**EXTRAIT:**

════════════════════

Le Maître MACHEROT (I)

CHLOROPHYLLE - Les années champêtres

" Macherot est l'égal de Walt Disney dans sa manière de camper le caractère des animaux"
Hergé, ("Hergé" de Pierre Assouline, Plon 1996)


Quand Franquin croque Macherot
On ne va pas ici reprendre la biographie de ce grand de la BD animalière, d'autres l'ont fait de manière magistrale, se reporter notamment à l'article de Edouard François publié dans PHENIX n°5 en 1967, repris sur le site BD Zoom à ce lien : http://bdzoom.com/5389/patrimoine/a-propos-de-raymond-macherot/
et dont nous extrayons ce passage : "On pourrait dire de l’œuvre de Macherot ce qu’on a dit des fables de La Fontaine : sous l’apparence d’animaux, elle peint en réalité des hommes avec une intention satirique, ce qui n’exclut pas, malgré l’affabulation et les conventions artistiques et spécifiques, la poésie et la fraîcheur ni le réalisme." D'ailleurs, un autre natif de Verviers, René Hausman, n'en dit pas moins : " Pour moi, c'est avant tout un grand humoriste, un auteur satirique extraordinaire. Et puis, quoi qu'il dessine, c'est aussi un grand poète." (L'Age D'Or n°21, octobre 1991)

════════════════════

**ENREGISTREMENTS CONSERVÉS:**
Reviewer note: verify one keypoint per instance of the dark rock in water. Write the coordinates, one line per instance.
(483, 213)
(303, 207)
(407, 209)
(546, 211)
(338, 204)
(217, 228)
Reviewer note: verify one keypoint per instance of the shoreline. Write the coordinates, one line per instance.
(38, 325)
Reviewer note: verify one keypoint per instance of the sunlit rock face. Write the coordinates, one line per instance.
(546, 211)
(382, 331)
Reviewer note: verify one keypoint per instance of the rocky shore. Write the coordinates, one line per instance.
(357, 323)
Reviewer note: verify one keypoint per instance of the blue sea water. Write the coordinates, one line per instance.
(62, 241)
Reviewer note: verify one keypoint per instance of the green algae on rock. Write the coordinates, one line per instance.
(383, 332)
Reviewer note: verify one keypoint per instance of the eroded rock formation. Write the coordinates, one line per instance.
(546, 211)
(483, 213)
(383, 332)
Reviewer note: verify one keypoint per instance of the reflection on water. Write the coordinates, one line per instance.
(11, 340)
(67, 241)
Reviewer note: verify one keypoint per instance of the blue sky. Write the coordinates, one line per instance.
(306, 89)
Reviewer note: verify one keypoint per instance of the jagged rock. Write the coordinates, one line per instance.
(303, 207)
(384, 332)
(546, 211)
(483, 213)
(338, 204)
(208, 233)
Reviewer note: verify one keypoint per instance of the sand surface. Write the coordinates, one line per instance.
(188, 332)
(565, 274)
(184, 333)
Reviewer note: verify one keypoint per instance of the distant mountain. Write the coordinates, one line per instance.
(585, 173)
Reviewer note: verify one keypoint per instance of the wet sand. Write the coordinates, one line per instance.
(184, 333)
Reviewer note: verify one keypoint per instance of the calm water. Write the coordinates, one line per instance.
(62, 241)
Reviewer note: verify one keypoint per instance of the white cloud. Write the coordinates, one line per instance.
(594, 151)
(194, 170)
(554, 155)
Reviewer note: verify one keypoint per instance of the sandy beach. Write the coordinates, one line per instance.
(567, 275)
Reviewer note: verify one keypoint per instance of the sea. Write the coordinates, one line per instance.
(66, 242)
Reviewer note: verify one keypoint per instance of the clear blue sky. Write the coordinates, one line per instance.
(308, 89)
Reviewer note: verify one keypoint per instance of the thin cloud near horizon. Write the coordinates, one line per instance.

════════════════════

**OBJECTIF DE LA TÂCHE:** Rebaptisez « Walt Disney » en « Tex Avery », puis recopiez le passage de l'extrait situé entre « CHLOROPHYLLE - Les » et « Assouline, Plon 1996) », bornes incluses.

**RÉPONSE:**
CHLOROPHYLLE - Les années champêtres

" Macherot est l'égal de Tex Avery dans sa manière de camper le caractère des animaux"
Hergé, ("Hergé" de Pierre Assouline, Plon 1996)